§ Aim
Return the lines below exactly, starting with the line that contains "Objective: one point per instance of the red flag" and stopping after the last line.

============================================================

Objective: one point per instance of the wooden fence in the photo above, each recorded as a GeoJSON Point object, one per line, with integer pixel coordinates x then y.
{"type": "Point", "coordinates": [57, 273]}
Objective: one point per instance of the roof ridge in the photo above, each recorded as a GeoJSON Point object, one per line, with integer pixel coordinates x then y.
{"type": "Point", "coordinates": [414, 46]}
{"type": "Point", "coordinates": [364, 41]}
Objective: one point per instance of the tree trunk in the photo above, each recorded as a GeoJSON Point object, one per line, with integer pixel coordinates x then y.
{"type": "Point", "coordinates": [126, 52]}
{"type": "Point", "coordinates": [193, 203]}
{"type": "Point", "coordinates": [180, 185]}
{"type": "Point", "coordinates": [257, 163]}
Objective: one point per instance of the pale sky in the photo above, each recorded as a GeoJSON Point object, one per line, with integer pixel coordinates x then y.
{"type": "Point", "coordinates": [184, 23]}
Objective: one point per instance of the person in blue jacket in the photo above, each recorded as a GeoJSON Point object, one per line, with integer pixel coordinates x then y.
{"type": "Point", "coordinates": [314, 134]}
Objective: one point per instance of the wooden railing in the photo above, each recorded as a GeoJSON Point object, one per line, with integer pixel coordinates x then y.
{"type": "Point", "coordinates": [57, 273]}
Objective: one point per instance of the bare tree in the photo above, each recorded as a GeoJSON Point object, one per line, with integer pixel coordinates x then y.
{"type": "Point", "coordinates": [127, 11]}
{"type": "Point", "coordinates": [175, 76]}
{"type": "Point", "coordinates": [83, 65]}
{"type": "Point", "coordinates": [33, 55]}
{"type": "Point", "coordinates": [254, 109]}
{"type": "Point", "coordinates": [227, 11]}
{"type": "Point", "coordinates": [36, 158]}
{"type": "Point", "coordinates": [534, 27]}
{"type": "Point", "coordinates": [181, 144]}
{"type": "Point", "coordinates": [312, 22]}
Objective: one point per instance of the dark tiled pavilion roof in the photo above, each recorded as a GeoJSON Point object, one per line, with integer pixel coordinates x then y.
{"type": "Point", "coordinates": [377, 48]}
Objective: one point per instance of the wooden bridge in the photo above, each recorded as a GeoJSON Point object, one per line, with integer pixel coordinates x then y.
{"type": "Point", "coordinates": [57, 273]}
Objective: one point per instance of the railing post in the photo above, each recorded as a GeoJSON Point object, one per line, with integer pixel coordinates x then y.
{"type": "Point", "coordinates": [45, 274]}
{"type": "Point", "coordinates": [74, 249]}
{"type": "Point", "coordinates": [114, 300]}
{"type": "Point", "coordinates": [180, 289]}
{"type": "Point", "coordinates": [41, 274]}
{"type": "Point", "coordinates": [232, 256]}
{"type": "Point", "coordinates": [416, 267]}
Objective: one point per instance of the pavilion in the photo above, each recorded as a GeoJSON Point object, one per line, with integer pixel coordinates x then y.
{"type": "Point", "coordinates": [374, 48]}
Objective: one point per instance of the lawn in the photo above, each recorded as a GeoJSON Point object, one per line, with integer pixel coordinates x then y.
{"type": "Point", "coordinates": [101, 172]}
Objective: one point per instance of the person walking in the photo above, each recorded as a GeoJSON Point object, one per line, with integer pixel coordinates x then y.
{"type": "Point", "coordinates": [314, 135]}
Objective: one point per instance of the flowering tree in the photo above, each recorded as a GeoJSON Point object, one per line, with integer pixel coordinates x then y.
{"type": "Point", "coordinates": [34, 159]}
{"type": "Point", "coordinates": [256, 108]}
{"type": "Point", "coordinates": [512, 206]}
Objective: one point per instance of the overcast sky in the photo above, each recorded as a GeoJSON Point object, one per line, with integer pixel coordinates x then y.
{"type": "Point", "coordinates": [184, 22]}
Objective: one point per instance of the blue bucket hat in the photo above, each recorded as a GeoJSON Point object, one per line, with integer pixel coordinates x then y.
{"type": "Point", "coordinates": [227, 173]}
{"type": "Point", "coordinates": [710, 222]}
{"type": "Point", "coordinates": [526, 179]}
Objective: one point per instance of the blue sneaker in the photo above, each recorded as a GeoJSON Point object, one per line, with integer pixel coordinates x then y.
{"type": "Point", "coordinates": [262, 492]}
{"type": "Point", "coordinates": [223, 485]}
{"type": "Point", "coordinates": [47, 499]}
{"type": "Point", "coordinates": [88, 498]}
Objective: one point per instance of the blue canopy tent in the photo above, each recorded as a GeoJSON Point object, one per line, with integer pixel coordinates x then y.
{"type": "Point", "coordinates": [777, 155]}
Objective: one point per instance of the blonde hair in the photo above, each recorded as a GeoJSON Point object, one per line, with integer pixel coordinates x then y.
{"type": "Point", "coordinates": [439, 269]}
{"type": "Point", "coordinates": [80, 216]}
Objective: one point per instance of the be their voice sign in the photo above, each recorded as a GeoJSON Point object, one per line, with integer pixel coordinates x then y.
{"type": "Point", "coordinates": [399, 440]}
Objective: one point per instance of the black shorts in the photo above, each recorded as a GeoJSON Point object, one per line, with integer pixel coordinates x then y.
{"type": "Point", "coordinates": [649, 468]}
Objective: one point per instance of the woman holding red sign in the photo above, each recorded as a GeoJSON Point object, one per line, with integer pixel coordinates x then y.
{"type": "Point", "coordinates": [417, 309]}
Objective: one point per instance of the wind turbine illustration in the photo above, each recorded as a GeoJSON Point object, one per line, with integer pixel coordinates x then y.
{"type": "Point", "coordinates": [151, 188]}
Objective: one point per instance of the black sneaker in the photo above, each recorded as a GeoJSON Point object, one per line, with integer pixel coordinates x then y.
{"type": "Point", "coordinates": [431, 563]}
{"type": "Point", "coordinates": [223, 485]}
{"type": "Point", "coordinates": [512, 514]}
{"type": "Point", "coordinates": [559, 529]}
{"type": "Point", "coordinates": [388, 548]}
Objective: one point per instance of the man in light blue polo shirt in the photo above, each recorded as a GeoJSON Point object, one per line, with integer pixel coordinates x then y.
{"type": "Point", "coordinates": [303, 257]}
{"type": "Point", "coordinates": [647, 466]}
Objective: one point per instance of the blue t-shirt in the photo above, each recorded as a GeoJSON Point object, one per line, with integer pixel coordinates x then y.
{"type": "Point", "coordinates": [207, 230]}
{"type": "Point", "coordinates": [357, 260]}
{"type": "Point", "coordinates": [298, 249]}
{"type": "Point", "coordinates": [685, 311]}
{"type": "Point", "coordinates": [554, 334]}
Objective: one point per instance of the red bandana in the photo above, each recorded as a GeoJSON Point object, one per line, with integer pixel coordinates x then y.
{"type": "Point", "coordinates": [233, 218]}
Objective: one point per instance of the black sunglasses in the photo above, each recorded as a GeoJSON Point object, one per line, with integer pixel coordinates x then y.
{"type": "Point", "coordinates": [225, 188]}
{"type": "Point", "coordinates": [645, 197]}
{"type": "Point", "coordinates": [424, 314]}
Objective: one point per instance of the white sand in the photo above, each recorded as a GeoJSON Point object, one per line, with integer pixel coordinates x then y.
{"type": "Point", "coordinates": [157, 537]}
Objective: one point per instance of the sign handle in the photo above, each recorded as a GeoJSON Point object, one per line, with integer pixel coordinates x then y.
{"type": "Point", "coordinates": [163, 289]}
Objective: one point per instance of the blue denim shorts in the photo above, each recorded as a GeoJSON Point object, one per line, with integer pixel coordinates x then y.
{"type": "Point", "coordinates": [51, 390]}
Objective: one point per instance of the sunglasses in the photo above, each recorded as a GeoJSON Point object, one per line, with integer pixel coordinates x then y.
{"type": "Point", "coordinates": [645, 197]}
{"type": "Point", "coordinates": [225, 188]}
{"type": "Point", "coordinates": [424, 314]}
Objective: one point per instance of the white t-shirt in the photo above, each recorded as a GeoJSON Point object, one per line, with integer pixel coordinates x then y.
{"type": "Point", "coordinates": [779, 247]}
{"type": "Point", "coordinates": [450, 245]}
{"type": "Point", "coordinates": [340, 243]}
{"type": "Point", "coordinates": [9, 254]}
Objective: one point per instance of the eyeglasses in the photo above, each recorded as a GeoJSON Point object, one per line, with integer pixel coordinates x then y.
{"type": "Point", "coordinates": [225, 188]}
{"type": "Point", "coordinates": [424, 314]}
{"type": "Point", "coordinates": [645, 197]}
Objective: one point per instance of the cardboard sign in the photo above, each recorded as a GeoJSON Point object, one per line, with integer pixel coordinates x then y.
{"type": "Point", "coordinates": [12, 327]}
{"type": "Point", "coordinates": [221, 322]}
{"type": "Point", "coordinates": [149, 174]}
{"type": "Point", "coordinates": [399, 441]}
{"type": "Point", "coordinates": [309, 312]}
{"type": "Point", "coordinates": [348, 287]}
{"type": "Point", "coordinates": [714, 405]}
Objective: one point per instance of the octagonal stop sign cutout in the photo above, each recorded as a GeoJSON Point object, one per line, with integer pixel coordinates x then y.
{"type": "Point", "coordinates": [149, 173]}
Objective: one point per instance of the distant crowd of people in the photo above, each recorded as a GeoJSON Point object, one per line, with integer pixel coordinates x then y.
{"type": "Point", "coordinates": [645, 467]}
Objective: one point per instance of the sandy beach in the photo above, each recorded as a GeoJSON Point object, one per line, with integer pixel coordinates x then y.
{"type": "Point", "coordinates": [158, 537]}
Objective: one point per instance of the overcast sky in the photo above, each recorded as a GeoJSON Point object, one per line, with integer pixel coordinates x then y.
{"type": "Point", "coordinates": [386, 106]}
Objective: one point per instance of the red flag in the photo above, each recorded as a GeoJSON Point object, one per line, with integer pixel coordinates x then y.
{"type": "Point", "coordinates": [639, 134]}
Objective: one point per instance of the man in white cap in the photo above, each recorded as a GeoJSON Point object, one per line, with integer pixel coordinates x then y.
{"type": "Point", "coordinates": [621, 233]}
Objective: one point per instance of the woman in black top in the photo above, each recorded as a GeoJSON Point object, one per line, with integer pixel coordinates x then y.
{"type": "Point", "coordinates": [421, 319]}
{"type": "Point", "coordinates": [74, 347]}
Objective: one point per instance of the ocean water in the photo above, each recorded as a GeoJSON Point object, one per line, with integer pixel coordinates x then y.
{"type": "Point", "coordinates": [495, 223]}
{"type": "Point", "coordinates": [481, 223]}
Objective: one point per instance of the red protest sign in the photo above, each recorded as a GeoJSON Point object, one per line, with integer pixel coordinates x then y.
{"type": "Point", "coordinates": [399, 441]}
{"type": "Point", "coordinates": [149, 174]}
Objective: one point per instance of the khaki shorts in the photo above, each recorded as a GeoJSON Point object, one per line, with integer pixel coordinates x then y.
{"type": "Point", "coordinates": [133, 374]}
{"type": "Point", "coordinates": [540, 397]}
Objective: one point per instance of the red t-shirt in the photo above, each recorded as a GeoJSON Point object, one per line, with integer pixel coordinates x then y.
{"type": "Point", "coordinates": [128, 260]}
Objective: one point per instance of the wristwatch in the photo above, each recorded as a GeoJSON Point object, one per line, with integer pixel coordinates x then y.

============================================================

§ Output
Objective: one point per instance of the red flag in the photo above, each recorded as a GeoJSON Point object, one per line, with integer pixel coordinates x then y.
{"type": "Point", "coordinates": [639, 134]}
Objective: one point per instance of the man in white cap in the photo above, each recorded as a GeoJSON Point object, one per line, with integer pixel coordinates x then y.
{"type": "Point", "coordinates": [621, 233]}
Objective: one point per instance of the woman in black top in the photo above, each recorded as a GeoJSON Point object, one per line, with integer pixel coordinates x then y.
{"type": "Point", "coordinates": [421, 319]}
{"type": "Point", "coordinates": [74, 347]}
Objective: one point per instance of the ocean water in the photo above, each recorded as a GeoJSON Point object, one per line, with integer pixel coordinates x then y.
{"type": "Point", "coordinates": [495, 223]}
{"type": "Point", "coordinates": [481, 223]}
Objective: one point per instance of the red protest sign in the photo above, each recorded as a GeoJSON Point object, one per line, with integer pixel coordinates x then y.
{"type": "Point", "coordinates": [399, 441]}
{"type": "Point", "coordinates": [149, 174]}
Objective: one point per instance of the khaki shorts in the photo above, each recorded as a GeoJSON Point object, one per line, with integer pixel coordinates x then y.
{"type": "Point", "coordinates": [133, 374]}
{"type": "Point", "coordinates": [540, 397]}
Objective: one point per instance of the red t-shirt in the photo above, each recorded as a GeoJSON Point object, one per line, with integer pixel coordinates x then y.
{"type": "Point", "coordinates": [128, 260]}
Objective: one point per instance of the wristwatch in the photo above, each recorded as a GeoJSON Point object, one per line, with integer pixel coordinates x then y.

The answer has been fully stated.